▶ _TASK TO COMPLETE_
Would you write out all of the records that follow, exactly as they stand?

▶ _DATA PROVIDED_
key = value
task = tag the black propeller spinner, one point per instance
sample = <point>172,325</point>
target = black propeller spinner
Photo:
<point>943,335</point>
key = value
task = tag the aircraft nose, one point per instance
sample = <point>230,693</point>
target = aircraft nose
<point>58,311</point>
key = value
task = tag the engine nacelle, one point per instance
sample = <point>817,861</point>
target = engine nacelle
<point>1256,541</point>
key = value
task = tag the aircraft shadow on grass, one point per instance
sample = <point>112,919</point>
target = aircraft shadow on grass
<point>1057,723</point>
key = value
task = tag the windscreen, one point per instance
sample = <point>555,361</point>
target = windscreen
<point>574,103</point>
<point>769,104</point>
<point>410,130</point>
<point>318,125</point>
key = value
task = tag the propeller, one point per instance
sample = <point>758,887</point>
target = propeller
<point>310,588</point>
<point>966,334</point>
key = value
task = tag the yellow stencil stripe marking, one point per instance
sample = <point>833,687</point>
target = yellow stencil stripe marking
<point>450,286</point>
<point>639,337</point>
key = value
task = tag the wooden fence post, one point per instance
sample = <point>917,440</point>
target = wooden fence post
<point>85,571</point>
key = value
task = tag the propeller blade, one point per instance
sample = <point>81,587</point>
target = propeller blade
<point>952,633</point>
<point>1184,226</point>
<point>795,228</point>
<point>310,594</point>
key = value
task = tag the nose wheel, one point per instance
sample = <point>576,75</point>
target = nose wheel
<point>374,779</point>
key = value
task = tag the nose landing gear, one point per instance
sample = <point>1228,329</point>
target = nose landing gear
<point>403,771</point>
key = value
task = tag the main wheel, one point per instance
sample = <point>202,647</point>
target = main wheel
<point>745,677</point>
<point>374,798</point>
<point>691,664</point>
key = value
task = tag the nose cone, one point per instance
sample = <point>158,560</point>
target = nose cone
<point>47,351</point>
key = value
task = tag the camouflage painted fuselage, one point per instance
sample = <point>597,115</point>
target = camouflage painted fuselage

▶ _RESULT BELOW_
key = value
task = tag the black propeller spinner, one point per instance
sample = <point>172,325</point>
target = black propeller spinner
Photo:
<point>943,335</point>
key = value
task = tag the aircraft nose, one point per instance
sample = <point>230,693</point>
target = aircraft nose
<point>58,311</point>
key = value
task = tag the engine nacelle, one point per instance
sample = <point>817,861</point>
target = engine nacelle
<point>1256,541</point>
key = value
task = tag the aircraft shadow on grass, one point per instance
sample = <point>112,919</point>
target = aircraft shadow on grass
<point>1057,723</point>
key = value
task = tag the windscreen, one point per instance
sample = <point>555,361</point>
target = windscreen
<point>574,103</point>
<point>769,104</point>
<point>410,130</point>
<point>318,125</point>
key = value
task = tag the propeller, one point per instance
sample = <point>758,887</point>
target = propeller
<point>310,588</point>
<point>966,334</point>
key = value
task = tag the yellow stencil stripe marking, one point per instance
sample = <point>833,687</point>
target = yellow stencil stripe marking
<point>450,286</point>
<point>639,337</point>
key = value
task = tag the wooden fence post, one point per instance
sample = <point>917,440</point>
target = wooden fence post
<point>85,571</point>
key = value
task = tag the propeller blade, one point per instance
sample = <point>81,587</point>
target = propeller blade
<point>952,633</point>
<point>1184,226</point>
<point>795,228</point>
<point>310,594</point>
key = value
task = tag the nose wheel, one point per instance
sample = <point>576,75</point>
target = nose wheel
<point>374,779</point>
key = value
task = tag the nose landing gear, one point per instance
sample = <point>1228,329</point>
target = nose landing gear
<point>403,771</point>
key = value
task = tag the main wheel, one point per instance
sample = <point>202,647</point>
target = main wheel
<point>745,677</point>
<point>374,798</point>
<point>691,664</point>
key = value
task = tag the nose cone, one point per instance
sample = <point>158,560</point>
target = nose cone
<point>47,351</point>
key = value
task = tag the camouflage painted fuselage, one point per instance
sample = <point>597,115</point>
target = camouflage painted fuselage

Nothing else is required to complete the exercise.